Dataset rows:

• • • •

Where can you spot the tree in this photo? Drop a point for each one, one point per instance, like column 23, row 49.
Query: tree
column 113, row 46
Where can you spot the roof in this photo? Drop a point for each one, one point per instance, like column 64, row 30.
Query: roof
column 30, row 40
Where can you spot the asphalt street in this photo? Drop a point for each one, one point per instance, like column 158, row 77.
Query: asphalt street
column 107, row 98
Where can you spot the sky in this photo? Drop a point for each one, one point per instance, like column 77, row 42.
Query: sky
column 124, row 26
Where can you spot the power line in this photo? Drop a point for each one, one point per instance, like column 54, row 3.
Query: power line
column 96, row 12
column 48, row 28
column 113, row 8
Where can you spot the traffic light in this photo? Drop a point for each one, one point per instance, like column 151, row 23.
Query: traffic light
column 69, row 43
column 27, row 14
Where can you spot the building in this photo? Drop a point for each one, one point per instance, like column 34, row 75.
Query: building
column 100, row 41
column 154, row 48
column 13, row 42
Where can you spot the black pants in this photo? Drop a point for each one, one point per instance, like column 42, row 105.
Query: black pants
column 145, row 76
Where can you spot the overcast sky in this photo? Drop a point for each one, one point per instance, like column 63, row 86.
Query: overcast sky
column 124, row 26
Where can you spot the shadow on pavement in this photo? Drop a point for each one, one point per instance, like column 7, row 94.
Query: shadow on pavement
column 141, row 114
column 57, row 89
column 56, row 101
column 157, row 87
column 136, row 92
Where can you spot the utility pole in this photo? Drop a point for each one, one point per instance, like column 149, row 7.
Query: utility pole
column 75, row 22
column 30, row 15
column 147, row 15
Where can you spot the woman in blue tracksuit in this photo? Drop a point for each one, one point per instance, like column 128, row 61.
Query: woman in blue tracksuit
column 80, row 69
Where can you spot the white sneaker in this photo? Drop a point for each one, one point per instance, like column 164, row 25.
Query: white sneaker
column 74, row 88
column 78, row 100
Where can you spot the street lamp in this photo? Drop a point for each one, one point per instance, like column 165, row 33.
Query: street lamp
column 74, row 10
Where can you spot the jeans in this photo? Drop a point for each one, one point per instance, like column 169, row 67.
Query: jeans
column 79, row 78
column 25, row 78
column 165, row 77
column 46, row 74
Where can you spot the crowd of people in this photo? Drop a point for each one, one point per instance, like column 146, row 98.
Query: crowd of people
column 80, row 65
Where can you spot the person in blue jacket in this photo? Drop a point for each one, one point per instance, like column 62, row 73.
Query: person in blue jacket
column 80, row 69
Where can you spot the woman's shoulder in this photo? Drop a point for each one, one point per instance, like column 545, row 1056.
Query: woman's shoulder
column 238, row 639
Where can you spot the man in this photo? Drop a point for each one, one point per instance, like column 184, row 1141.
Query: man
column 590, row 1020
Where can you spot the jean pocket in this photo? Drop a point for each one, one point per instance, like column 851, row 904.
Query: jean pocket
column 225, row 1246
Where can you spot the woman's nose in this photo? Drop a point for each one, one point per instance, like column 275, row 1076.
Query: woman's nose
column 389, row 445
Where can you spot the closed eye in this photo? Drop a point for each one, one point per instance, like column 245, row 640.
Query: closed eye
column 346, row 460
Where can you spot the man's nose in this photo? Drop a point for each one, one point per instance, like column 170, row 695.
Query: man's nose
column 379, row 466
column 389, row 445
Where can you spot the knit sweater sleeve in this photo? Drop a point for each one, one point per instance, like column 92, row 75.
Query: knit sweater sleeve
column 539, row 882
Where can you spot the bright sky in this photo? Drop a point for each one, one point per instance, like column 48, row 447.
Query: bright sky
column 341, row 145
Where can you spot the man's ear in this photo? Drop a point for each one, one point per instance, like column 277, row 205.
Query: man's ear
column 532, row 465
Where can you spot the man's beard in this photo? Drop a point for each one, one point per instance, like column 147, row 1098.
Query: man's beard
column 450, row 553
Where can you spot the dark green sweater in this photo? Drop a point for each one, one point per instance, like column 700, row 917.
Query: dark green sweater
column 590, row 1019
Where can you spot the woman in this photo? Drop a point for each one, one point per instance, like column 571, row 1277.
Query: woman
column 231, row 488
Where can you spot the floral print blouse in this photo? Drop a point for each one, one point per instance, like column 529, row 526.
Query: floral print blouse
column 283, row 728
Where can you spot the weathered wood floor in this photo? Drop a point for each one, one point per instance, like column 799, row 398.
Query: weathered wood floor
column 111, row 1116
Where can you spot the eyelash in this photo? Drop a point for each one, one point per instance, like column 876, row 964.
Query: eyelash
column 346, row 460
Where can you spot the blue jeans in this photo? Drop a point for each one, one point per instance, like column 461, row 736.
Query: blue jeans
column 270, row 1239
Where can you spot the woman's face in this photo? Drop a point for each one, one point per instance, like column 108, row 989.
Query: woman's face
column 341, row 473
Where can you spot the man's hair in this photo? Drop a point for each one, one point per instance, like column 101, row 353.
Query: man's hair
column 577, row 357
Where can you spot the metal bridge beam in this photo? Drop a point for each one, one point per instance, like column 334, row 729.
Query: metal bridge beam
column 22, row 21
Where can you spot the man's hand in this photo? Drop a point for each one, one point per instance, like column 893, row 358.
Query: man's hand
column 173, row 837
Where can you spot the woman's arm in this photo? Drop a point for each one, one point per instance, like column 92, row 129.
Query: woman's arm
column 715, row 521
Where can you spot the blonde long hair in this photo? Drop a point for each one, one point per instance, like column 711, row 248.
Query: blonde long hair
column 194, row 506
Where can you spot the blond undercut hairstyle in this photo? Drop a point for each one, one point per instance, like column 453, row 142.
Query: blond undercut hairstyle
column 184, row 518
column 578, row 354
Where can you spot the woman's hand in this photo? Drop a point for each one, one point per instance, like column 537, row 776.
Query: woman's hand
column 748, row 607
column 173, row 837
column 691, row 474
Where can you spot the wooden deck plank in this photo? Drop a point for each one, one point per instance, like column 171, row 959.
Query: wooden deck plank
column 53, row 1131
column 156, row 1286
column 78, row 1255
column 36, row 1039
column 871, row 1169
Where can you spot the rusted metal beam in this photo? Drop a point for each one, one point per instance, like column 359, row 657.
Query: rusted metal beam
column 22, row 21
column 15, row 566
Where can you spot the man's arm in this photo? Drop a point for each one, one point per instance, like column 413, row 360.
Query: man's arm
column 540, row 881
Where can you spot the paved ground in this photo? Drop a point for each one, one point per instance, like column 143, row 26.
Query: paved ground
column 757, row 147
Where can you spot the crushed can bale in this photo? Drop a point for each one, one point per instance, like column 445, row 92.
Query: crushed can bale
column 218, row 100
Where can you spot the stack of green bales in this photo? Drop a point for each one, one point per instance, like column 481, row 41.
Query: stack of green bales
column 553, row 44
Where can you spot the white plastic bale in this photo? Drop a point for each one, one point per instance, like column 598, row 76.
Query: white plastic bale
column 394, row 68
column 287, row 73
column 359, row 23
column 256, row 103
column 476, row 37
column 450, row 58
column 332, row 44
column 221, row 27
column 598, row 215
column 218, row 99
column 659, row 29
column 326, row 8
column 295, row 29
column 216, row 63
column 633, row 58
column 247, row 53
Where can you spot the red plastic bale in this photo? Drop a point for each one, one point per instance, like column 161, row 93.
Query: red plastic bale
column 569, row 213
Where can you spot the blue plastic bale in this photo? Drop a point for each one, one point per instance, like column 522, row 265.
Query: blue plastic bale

• • • •

Write out every item again, switching "Query" to "Target" wherever it occurs and leaving all else unchanged.

» Result below
Where can you spot the tree in this photo? Drop a point for each one, one point per instance, like column 23, row 49.
Target: tree
column 113, row 46
Where can you spot the roof in this photo? Drop a point for each one, one point per instance, like column 64, row 30.
Target: roof
column 30, row 40
Where can you spot the asphalt street in this photo? Drop a point for each one, one point per instance, like column 158, row 77.
Target: asphalt street
column 107, row 98
Where can you spot the sky in this photo? Drop a point for each one, one point per instance, like column 77, row 42.
Target: sky
column 124, row 26
Where can you spot the power line in this photo? Drop a point for each one, one point per instance, like column 54, row 3.
Target: power line
column 96, row 12
column 48, row 28
column 113, row 8
Where can you spot the traffic light in this photo? Drop a point for each one, one point per instance, like column 151, row 23.
Target: traffic light
column 69, row 43
column 27, row 14
Where can you spot the building in this photo? Drop a point for each one, one point per instance, like column 34, row 75.
Target: building
column 100, row 41
column 154, row 48
column 13, row 42
Where can you spot the black pants in this photo? Drop a point for each one, one point per instance, like column 42, row 105.
Target: black pants
column 145, row 76
Where can you spot the overcast sky in this photo? Drop a point for each one, one point per instance, like column 63, row 86.
Target: overcast sky
column 124, row 26
Where can you spot the shadow on pavement in this photo? Drop a point for each one, one point per instance, like column 7, row 94.
Target: shadow on pavement
column 141, row 114
column 57, row 89
column 56, row 101
column 157, row 87
column 136, row 92
Where can you spot the utility pole in this photo? Drop a point for each one, one point per instance, like column 149, row 7.
Target: utility pole
column 75, row 22
column 30, row 15
column 147, row 15
Where can you spot the woman in blue tracksuit in this photo? Drop a point for each one, one point per instance, like column 128, row 61.
Target: woman in blue tracksuit
column 80, row 69
Where can you spot the white sneaker in this photo? Drop a point for each one, one point per instance, like column 164, row 25.
Target: white sneaker
column 74, row 88
column 78, row 100
Where can you spot the street lamp in this photo? Drop a point for each one, one point per instance, like column 165, row 33.
Target: street lamp
column 74, row 10
Where can you spot the jeans in this photo? Drop a point for each one, one point per instance, like column 169, row 67.
Target: jeans
column 79, row 78
column 25, row 78
column 165, row 77
column 46, row 74
Where can you spot the crowd of people in this photo? Drop a point for each one, one point per instance, like column 146, row 98.
Target: crowd of people
column 80, row 65
Where can you spot the person in blue jacket in this photo? Drop a point for each one, one point per instance, like column 62, row 73.
Target: person in blue jacket
column 80, row 69
Where can you spot the woman's shoulder in this photo? Drop a point for each one, one point per instance, like column 545, row 1056.
Target: woman's shoulder
column 238, row 639
Where can you spot the man in this photo? Drop a point for each one, one point per instance, like column 184, row 1141.
Target: man
column 590, row 1020
Where can you spot the jean pocket in this photo? Drop a point for each one, one point per instance, like column 851, row 904.
Target: jean pocket
column 225, row 1246
Where can you spot the woman's nose in this photo? Drop a point for each one, one point per instance, like column 275, row 1076.
Target: woman's nose
column 389, row 445
Where can you spot the closed eye in this photo? Drop a point for each one, one point per instance, like column 245, row 640.
Target: closed eye
column 346, row 460
Where can you spot the man's nose in this photo? Drop a point for each one, one point per instance, like column 170, row 695.
Target: man's nose
column 379, row 466
column 389, row 445
Where can you spot the knit sweater sleeve in this photo? Drop a point for each one, one point per instance, like column 92, row 75.
Target: knit sweater sleeve
column 539, row 882
Where can you spot the bright sky in this photo? Drop a point for each one, one point per instance, like column 48, row 447.
Target: bright sky
column 341, row 145
Where can you spot the man's ear in this photo? Drop a point for each one, one point per instance, like column 277, row 205.
Target: man's ear
column 532, row 465
Where can you spot the man's beard in this photo? Drop a point for each one, one point per instance, like column 147, row 1098.
Target: man's beard
column 450, row 553
Where can you spot the dark green sweater in this photo? Drop a point for each one, one point per instance, like column 700, row 917.
Target: dark green sweater
column 590, row 1019
Where can you spot the woman in this photo? Drop a point for each one, one point per instance, like column 571, row 1277.
Target: woman
column 231, row 488
Where can you spot the floral print blouse in this photo? Drop a point for each one, one point per instance, like column 529, row 526.
Target: floral print blouse
column 283, row 728
Where can you spot the weathered wood floor in this photo? Drop a point for each one, one point per instance, like column 799, row 398.
Target: weathered wood floor
column 111, row 1116
Where can you spot the eyelash in this photo? Drop a point for each one, one point per instance, like column 876, row 964.
Target: eyelash
column 346, row 460
Where can you spot the blue jeans in this photo? Drop a point for each one, one point per instance, like column 461, row 736.
Target: blue jeans
column 270, row 1239
Where can you spot the woman's face in this photo? Drop a point for each one, one point per instance, like column 108, row 989.
Target: woman's face
column 341, row 473
Where can you spot the man's hair in this photo? Drop a point for each one, one point per instance, like column 101, row 353.
Target: man's hair
column 577, row 357
Where can you spot the metal bridge beam in this photo? Drop a point for each one, one point per instance, like column 334, row 729.
Target: metal bridge beam
column 22, row 21
Where can you spot the man's hand in this photo? Drop a point for each one, one point per instance, like column 893, row 358.
Target: man's hand
column 173, row 837
Where can you spot the woman's arm in this photo? Drop a point for each one, one point per instance, like column 92, row 129.
Target: woman's arm
column 715, row 521
Where can you spot the blonde long hair in this photo? Drop a point for each one, one point per instance, like column 711, row 248.
Target: blonde long hair
column 194, row 506
Where can you spot the blond undercut hairstyle in this photo? Drop a point for each one, one point per instance, like column 453, row 142.
Target: blond undercut hairstyle
column 184, row 518
column 578, row 354
Where can you spot the woman's hand in this photo? Drop a point for each one, one point per instance, like column 537, row 776.
Target: woman's hand
column 748, row 607
column 173, row 837
column 691, row 474
Where can you spot the wooden deck plank in this photo? Drop a point for each one, one point per instance, like column 171, row 959.
Target: wooden deck plank
column 53, row 1131
column 156, row 1286
column 78, row 1255
column 36, row 1039
column 871, row 1169
Where can you spot the rusted metal beam in this photo? Drop a point for each one, one point per instance, like column 359, row 657.
Target: rusted metal beam
column 22, row 21
column 15, row 566
Where can you spot the man's arm in this photo? Drop a point for each one, one point per instance, like column 413, row 360.
Target: man's arm
column 540, row 881
Where can you spot the paved ground in this photo? Drop a point for each one, one point per instance, like column 143, row 26.
Target: paved ground
column 757, row 147
Where can you spot the crushed can bale in this photo? Drop a point for each one, one point per instance, like column 445, row 92.
Target: crushed can bale
column 218, row 100
Where can you spot the stack of green bales in this photo? Drop a point for each one, one point per instance, like column 481, row 41.
Target: stack of green bales
column 553, row 44
Where can you spot the white plastic bale in this photo? Drop a point for each one, one point per instance, like column 598, row 76.
Target: white plastic bale
column 394, row 68
column 287, row 73
column 359, row 23
column 256, row 103
column 476, row 37
column 450, row 58
column 332, row 44
column 221, row 27
column 598, row 215
column 218, row 99
column 659, row 29
column 326, row 8
column 295, row 29
column 216, row 63
column 633, row 58
column 247, row 53
Where can you spot the red plastic bale in this photo? Drop a point for each one, one point per instance, like column 161, row 93.
Target: red plastic bale
column 569, row 213
Where can you spot the blue plastic bale in this photo? Drop a point for each one, one point per instance, like column 522, row 265.
Target: blue plastic bale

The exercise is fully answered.